Records for the task:
********************
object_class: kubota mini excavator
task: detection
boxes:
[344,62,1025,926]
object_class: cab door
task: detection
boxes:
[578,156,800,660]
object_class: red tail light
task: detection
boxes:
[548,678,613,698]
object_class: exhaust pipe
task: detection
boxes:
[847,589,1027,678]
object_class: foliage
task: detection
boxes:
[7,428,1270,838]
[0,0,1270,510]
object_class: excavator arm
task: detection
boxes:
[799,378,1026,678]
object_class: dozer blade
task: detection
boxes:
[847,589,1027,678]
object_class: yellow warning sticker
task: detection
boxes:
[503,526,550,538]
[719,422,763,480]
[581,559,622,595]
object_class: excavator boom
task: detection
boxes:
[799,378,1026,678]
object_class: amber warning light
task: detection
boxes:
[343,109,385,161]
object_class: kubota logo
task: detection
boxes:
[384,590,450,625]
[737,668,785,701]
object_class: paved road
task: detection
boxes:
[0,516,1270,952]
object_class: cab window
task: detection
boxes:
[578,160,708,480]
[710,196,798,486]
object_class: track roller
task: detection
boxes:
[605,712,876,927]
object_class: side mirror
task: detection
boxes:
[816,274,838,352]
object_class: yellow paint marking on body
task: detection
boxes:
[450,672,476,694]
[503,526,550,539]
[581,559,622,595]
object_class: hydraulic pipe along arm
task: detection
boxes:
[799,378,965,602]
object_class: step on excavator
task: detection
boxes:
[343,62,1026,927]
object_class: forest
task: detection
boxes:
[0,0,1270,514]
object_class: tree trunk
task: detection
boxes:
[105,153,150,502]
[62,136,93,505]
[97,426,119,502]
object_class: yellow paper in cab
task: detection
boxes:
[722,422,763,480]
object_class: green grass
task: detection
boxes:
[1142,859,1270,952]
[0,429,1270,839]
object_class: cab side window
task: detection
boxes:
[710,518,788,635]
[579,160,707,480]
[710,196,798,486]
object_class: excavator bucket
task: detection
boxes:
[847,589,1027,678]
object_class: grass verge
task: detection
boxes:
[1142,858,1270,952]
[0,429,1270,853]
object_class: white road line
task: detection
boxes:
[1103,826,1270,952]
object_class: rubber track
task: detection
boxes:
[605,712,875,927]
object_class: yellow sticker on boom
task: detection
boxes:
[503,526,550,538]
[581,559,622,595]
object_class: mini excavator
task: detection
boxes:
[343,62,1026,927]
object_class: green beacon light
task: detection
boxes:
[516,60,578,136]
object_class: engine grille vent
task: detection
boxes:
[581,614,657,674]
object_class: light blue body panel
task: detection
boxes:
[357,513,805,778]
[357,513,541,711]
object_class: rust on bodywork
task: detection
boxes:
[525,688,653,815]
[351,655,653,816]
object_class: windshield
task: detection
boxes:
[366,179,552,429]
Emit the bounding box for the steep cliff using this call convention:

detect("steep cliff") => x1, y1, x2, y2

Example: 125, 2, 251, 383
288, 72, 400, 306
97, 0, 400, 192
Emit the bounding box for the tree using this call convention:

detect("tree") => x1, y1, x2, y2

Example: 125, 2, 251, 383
********************
Turn every line of the data above into a numbered list, leaving out the blank lines.

1. object_class: kubota mini excavator
2. task: detection
3. boxes:
4. [344,62,1025,926]
5. object_class: cab door
6. task: detection
7. boxes:
8. [578,156,800,660]
9. object_class: red tail light
10. task: detection
11. boxes:
12. [548,678,613,698]
13. object_class: exhaust pipe
14. task: detection
15. boxes:
16. [847,589,1027,678]
17. object_class: foliage
18. task: detection
19. boxes:
20. [7,428,1270,838]
21. [0,0,1270,510]
22. object_class: excavator arm
23. task: detection
24. boxes:
25. [799,378,1026,678]
26. object_class: dozer blade
27. task: detection
28. boxes:
29. [847,589,1027,678]
30. object_class: yellow warning sticker
31. task: detection
32. boxes:
33. [503,526,550,538]
34. [719,422,763,480]
35. [581,559,622,595]
36. object_class: excavator boom
37. task: detection
38. boxes:
39. [799,378,1026,678]
40. object_class: amber warning light
41. task: detection
42. boxes:
43. [343,109,385,161]
44. object_class: kubota logo
45. task: detection
46. boxes:
47. [384,590,450,625]
48. [737,668,785,701]
49. object_class: paved road
50. task: detection
51. boxes:
52. [0,516,1270,952]
53. object_class: cab window
54. task: detection
55. boxes:
56. [578,160,708,480]
57. [710,196,798,486]
58. object_class: track roller
59. task: detection
60. boxes:
61. [605,712,876,927]
62. object_class: side mirror
63. task: detection
64. boxes:
65. [816,274,838,352]
66. object_class: yellow paint marking on body
67. task: detection
68. boxes:
69. [450,672,476,694]
70. [503,526,550,539]
71. [581,559,622,595]
72. object_class: hydraulic pipe along arm
73. task: detection
74. boxes:
75. [799,378,965,602]
76. object_class: step on excavator
77. task: detection
78. boxes:
79. [343,62,1026,927]
80. object_class: forest
81. task: detection
82. boxes:
83. [0,0,1270,514]
84. object_class: tree trunk
85. task: detection
86. boxes:
87. [105,153,150,502]
88. [62,136,93,505]
89. [97,426,119,502]
90. object_class: yellow paper in cab
91. task: detection
92. boxes:
93. [722,422,763,480]
94. object_class: green grass
95. task: detection
96. boxes:
97. [1142,859,1270,952]
98. [0,429,1270,839]
99. object_class: cab side window
100. task: detection
101. boxes:
102. [710,518,788,635]
103. [579,160,707,480]
104. [710,196,798,486]
105. object_class: excavator bucket
106. task: detection
107. boxes:
108. [847,589,1027,678]
109. object_class: grass verge
110. task: detection
111. boxes:
112. [1142,858,1270,952]
113. [0,429,1270,853]
114. object_class: white road line
115. task: detection
116. boxes:
117. [1103,826,1270,952]
118. object_class: rubber track
119. task: detection
120. boxes:
121. [605,712,875,927]
122. object_class: yellow sticker on boom
123. task: detection
124. boxes:
125. [503,526,550,538]
126. [581,559,622,595]
127. object_class: mini excavator
128. task: detection
129. boxes:
130. [343,62,1026,927]
131. object_class: green beacon light
132. task: detection
133. boxes:
134. [516,60,578,136]
135. object_class: engine grille vent
136. task: detection
137. boxes:
138. [581,614,657,674]
139. object_class: light blue body panel
140. task: detection
141. boxes:
142. [357,513,805,778]
143. [357,513,541,711]
144. object_class: rust on bodywork
145. task: detection
146. boxes:
147. [525,688,653,815]
148. [351,655,653,816]
149. object_class: windshield
150. task: detection
151. boxes:
152. [366,179,552,429]
153. Emit the bounding box for the steep cliff using this call convention:
154. detect("steep cliff") => x1, y1, x2, y2
155. Example: 125, 2, 251, 383
156. 288, 72, 400, 306
157. 97, 0, 400, 192
158. Emit the bounding box for the tree using this call convention:
159. detect("tree") => x1, y1, x2, y2
160. Example: 125, 2, 251, 383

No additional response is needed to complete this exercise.